Extrait du document:
Je vous remercie pour votre écoute et vos commentaires. En fait depuis quelques jours, quelque chose s'ouvre dans ces longues heures quotidiennes de pratique, et ce matin encore tout parait facile, certes il y a encore de nombreux accords que mes mains ne trouvent pas, mais la main gauche commence à prendre de l'autonomie, la main droite de la fluidité, et la précision progresse aussi énormément. Comme je joue aussi de la batterie, je constate la même ouverture, après plusieurs mois à affermir une sorte de chanson (les éléments répétitifs à l’improvisation en sont la trace) en tâchant d'en perfectionner le rythme et la variété de formulation harmonique, à présent les accords et les gammes s'ouvrent, et chaque quart d'heure se termine par une sorte d'éblouissement, wahou!, quel chemin parcouru depuis l'achat du piano il y a 3 ans!

Consigne 1: Réécrivez le passage du texte sur la pratique du piano allant de « Je vous remercie » à « il y a 3 ans! », en remplaçant « la batterie » par « la guitare ».

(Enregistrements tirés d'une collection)

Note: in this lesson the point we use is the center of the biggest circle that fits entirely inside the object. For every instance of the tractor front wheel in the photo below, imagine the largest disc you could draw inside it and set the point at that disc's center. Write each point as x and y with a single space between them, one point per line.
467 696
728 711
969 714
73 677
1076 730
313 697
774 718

Consigne 2: Recopiez à l'identique toutes les lignes des enregistrements ci-dessus.

Réponse écrite 1:
Je vous remercie pour votre écoute et vos commentaires. En fait depuis quelques jours, quelque chose s'ouvre dans ces longues heures quotidiennes de pratique, et ce matin encore tout parait facile, certes il y a encore de nombreux accords que mes mains ne trouvent pas, mais la main gauche commence à prendre de l'autonomie, la main droite de la fluidité, et la précision progresse aussi énormément. Comme je joue aussi de la guitare, je constate la même ouverture, après plusieurs mois à affermir une sorte de chanson (les éléments répétitifs à l’improvisation en sont la trace) en tâchant d'en perfectionner le rythme et la variété de formulation harmonique, à présent les accords et les gammes s'ouvrent, et chaque quart d'heure se termine par une sorte d'éblouissement, wahou!, quel chemin parcouru depuis l'achat du piano il y a 3 ans!

Réponse écrite 2:
Note: in this lesson the point we use is the center of the biggest circle that fits entirely inside the object. For every instance of the tractor front wheel in the photo below, imagine the largest disc you could draw inside it and set the point at that disc's center. Write each point as x and y with a single space between them, one point per line.
467 696
728 711
969 714
73 677
1076 730
313 697
774 718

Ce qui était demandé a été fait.